Stated exercise: Copy the data from the line containing "of the person" up to and including the line containing "(1130, 649)", substituting "validation set" for each occurrence of "evaluation set" and leaving everything else unchanged.
+ + + + +
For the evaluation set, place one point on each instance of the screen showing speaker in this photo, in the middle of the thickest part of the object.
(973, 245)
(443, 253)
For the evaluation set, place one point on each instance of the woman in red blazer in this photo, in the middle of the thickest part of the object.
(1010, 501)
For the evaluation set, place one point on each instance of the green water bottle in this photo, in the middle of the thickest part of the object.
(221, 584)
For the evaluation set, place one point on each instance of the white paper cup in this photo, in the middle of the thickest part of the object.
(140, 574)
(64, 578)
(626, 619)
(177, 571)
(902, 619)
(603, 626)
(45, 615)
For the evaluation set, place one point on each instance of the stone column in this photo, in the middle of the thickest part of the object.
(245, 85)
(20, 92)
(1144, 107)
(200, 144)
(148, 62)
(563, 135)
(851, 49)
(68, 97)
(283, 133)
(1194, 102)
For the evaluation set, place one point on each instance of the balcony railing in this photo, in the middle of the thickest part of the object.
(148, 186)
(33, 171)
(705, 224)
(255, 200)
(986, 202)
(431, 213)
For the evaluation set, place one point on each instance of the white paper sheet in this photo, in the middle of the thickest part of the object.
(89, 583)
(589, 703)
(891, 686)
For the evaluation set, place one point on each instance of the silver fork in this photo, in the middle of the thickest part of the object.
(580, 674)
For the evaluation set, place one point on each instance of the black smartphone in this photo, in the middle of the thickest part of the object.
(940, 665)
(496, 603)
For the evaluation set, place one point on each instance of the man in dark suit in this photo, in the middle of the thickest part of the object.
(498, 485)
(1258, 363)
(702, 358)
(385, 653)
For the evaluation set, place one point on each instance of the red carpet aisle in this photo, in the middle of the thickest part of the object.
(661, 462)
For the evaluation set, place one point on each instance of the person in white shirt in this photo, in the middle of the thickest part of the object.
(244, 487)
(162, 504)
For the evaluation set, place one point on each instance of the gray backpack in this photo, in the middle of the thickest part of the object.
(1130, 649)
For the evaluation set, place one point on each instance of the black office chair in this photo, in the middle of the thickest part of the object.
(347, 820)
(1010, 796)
+ + + + +
Task result:
For the validation set, place one point on each instance of the person in white shirt in this photo, in the middle of the thickest part of the object.
(244, 487)
(162, 504)
For the validation set, place one point on each instance of the gray backpack in this photo, in the middle of the thickest part of the object.
(1130, 649)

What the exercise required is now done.